Requirement —
Give back all of the data exactly as it appears here.

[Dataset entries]

--------------------------------------------------

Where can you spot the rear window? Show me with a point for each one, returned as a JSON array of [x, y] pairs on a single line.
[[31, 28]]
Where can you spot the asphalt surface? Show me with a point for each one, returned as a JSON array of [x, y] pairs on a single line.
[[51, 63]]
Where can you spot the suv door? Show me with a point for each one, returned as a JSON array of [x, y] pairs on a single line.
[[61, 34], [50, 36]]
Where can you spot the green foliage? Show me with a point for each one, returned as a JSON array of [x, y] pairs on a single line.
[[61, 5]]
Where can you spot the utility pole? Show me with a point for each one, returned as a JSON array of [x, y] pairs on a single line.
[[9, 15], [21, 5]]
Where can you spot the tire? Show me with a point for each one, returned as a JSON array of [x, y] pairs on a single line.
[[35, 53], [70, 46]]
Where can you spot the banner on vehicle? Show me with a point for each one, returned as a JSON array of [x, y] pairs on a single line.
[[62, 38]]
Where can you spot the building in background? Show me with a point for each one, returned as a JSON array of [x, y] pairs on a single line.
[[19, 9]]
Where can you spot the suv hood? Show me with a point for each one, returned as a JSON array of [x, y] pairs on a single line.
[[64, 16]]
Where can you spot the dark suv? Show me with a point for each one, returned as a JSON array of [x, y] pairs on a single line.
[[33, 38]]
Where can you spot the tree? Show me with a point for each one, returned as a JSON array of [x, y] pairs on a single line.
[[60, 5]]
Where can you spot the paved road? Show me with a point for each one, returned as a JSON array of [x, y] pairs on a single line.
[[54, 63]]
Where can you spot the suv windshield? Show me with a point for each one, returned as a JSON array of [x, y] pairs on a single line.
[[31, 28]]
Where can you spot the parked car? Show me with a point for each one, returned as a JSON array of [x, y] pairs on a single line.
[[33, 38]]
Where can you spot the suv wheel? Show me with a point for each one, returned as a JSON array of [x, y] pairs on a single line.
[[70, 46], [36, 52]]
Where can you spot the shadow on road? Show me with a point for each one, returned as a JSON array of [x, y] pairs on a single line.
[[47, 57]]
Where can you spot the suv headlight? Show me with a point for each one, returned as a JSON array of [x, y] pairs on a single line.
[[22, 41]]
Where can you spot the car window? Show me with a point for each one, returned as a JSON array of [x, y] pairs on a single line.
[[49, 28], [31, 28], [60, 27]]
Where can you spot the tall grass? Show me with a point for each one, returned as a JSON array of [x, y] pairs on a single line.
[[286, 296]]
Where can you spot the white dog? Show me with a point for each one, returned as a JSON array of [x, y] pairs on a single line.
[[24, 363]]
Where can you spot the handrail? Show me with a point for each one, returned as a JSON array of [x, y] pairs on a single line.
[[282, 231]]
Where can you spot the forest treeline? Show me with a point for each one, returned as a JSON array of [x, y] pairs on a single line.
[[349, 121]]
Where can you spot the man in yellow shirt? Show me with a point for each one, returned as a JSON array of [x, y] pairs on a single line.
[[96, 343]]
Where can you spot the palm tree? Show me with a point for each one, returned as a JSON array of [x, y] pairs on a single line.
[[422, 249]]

--------------------------------------------------

Final answer —
Where can you spot the rear window? Show me with a point for each one, returned as a JSON array of [x, y] pairs on a single line.
[[31, 28]]
Where can you spot the asphalt surface? Show me with a point for each one, returned as a JSON array of [x, y] pairs on a single line.
[[51, 63]]
Where can you spot the suv door? Show me with a point for each one, returned as a JSON array of [x, y] pairs on a single line.
[[61, 34], [50, 36]]
Where can you spot the green foliage? Show me with a point for each one, returned as a JSON array of [x, y] pairs on a single line.
[[61, 5]]
Where can you spot the utility pole? Show me with a point for each one, returned as a JSON array of [x, y] pairs on a single line.
[[9, 15], [21, 5]]
Where can you spot the tire? Show me with a point for each one, returned as a JSON array of [x, y] pairs on a single line.
[[35, 53], [70, 46]]
Where can you spot the banner on vehicle? Show me with a point for each one, returned as a JSON array of [x, y] pairs on a single line.
[[62, 38]]
Where can you spot the building in background? Show me with a point for each one, returned as a JSON array of [x, y] pairs on a single line.
[[19, 9]]
Where can you spot the suv hood? Show me with a point for each one, returned as a JSON array of [x, y] pairs on a single line.
[[64, 16]]
Where can you spot the dark suv? Show me with a point for each one, returned as a JSON array of [x, y] pairs on a single line.
[[33, 38]]
Where can you spot the tree? Show me with a point for each one, returned as a JSON array of [x, y] pairs on a single line.
[[60, 5]]
Where can you spot the paved road? Show me with a point for each one, returned as a JSON array of [x, y] pairs on a single line.
[[54, 63]]
Where can you spot the suv windshield? Show me with a point for each one, returned as a JSON array of [x, y] pairs on a single line.
[[31, 28]]
Where can you spot the parked car? Show me with a point for each one, returned as a JSON array of [x, y] pairs on a single line.
[[33, 38]]
Where can you spot the suv wheel? Show me with a point for each one, returned as a JSON array of [x, y] pairs on a single line.
[[70, 46], [36, 52]]
Where can you spot the shadow on road? Show me with a point for each one, returned as a JSON array of [x, y] pairs on a single line.
[[47, 57]]
Where can you spot the suv headlight? Show me with a point for each one, returned as a JSON array of [x, y] pairs on a single line.
[[22, 41]]
Where can you spot the car window? Show me with a point for each one, returned as a JSON array of [x, y] pairs on a single line.
[[49, 28], [31, 28], [60, 27]]
Where can you spot the tall grass? Show me with a point for each one, returned as a JSON array of [x, y] pairs on a single line.
[[286, 296]]
Where can you spot the white dog? Show me with a point for each one, returned as a JSON array of [x, y] pairs on a single line.
[[24, 363]]
Where can you spot the handrail? Show me with a point for each one, returned as a JSON array of [x, y] pairs on a single line.
[[282, 231]]
Where can you spot the forest treeline? Show me with a point for each one, returned as a JSON array of [x, y] pairs on a single line.
[[349, 121]]
Where can you spot the man in yellow shirt? Show me with a point for each one, returned as a JSON array of [x, y] pairs on a single line.
[[96, 343]]
Where can you spot the palm tree? Show me with a point for each one, returned as a JSON array of [x, y] pairs on a single line.
[[422, 249]]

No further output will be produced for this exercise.